* [Parts of the exercise]:
a: Which phrases does the letter to Dr. Fortune set off in quotation marks? List every one.
b: In the letter to Dr. Fortune, what right does the writer say every human being has?
c: Pick up the letter to Dr. Fortune after its final sentence and write what comes next.

* [Text block]:
* * * * * * * * *
Posted by Louise S. Hiatt at Mar 18, 2013 07:08 PM
Dear Dr. Fortune,

Thank you, your staff, and all women who are doing so much by speaking out for ending violence against all women in all countries. We know that women in political and religious positions have always been among the first to become the "movers and shakers" that have been responsible for changing the lives of so many women around the world. I wholeheartedly support all the hard work that you, and all of those who work with you, are doing to help us to become aware as to what living in these horrible situations are doing to millions of women every day. Every human being has the right to live his/her life free from domestic violence and sexual assault.

Thanks again for all you do. Your willingness to "speak out" and "speak up" is helping to change the lives of so many women. May God be with you as you continue your work.
* * * * * * * * *
* [Record extracts]:
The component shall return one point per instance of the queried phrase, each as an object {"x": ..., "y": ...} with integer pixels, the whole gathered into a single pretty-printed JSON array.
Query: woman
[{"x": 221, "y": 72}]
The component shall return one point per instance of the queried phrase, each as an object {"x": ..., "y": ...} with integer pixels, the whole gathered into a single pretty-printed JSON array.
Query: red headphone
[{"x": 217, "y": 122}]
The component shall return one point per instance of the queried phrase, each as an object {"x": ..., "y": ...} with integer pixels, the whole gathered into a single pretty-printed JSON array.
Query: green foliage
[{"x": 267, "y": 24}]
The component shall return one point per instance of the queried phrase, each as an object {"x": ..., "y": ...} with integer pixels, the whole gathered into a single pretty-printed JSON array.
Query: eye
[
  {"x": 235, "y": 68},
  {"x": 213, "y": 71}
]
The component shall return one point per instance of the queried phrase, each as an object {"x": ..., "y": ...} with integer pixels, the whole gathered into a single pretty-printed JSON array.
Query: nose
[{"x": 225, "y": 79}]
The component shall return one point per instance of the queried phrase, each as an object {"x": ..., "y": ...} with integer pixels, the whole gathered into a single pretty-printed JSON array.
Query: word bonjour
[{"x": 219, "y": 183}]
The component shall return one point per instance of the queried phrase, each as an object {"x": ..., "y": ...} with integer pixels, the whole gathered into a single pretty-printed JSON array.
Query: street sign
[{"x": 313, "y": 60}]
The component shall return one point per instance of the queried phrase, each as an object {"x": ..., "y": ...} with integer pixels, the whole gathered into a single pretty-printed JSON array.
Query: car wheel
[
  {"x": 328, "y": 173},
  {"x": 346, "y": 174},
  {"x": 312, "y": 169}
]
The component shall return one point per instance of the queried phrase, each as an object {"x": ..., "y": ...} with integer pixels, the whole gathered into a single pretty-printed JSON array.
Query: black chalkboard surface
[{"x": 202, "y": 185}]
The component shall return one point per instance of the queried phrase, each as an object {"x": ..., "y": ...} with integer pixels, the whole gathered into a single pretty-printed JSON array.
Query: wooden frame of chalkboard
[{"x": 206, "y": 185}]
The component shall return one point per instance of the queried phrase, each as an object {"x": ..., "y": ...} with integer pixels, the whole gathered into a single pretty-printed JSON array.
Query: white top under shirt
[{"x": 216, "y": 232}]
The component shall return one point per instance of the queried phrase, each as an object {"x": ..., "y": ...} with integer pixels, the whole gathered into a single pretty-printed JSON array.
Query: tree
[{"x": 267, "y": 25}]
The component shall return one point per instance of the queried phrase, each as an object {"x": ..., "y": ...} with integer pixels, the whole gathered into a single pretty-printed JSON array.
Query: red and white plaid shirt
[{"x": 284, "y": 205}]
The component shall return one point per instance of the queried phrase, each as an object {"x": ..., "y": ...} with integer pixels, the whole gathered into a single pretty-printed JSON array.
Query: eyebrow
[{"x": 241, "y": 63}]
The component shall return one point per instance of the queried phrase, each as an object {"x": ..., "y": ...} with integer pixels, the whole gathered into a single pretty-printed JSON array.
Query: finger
* * * * * * * * *
* [Answers to this exercise]:
a:
"movers and shakers"
"speak out"
"speak up"

b: The right to live his/her life free from domestic violence and sexual assault.

c:
Sincerely,

Louise S. Hiatt

male religious leaders condoning violence against women

Posted by Debra Michels at Mar 18, 2013 07:09 PM
Boy, is it hard NOT to narrow one's eyes, clench one's jaws, think of these people as "the enemy" and hate them! Actually, that's my first response. But I know that God doesn't agree with them, so I also know their points of view will not prevail. But I'm not there yet - able to forgive them, love them, pray for them. And I do believe in following Christ's teachings. Maybe it'll take time. Maybe I could ask God to move them to change their attitudes - to help them see that they are wrong, to help them repent. Any suggestions will be welcome. I think God is the only one who can really reaching deep into their souls and open their eyes.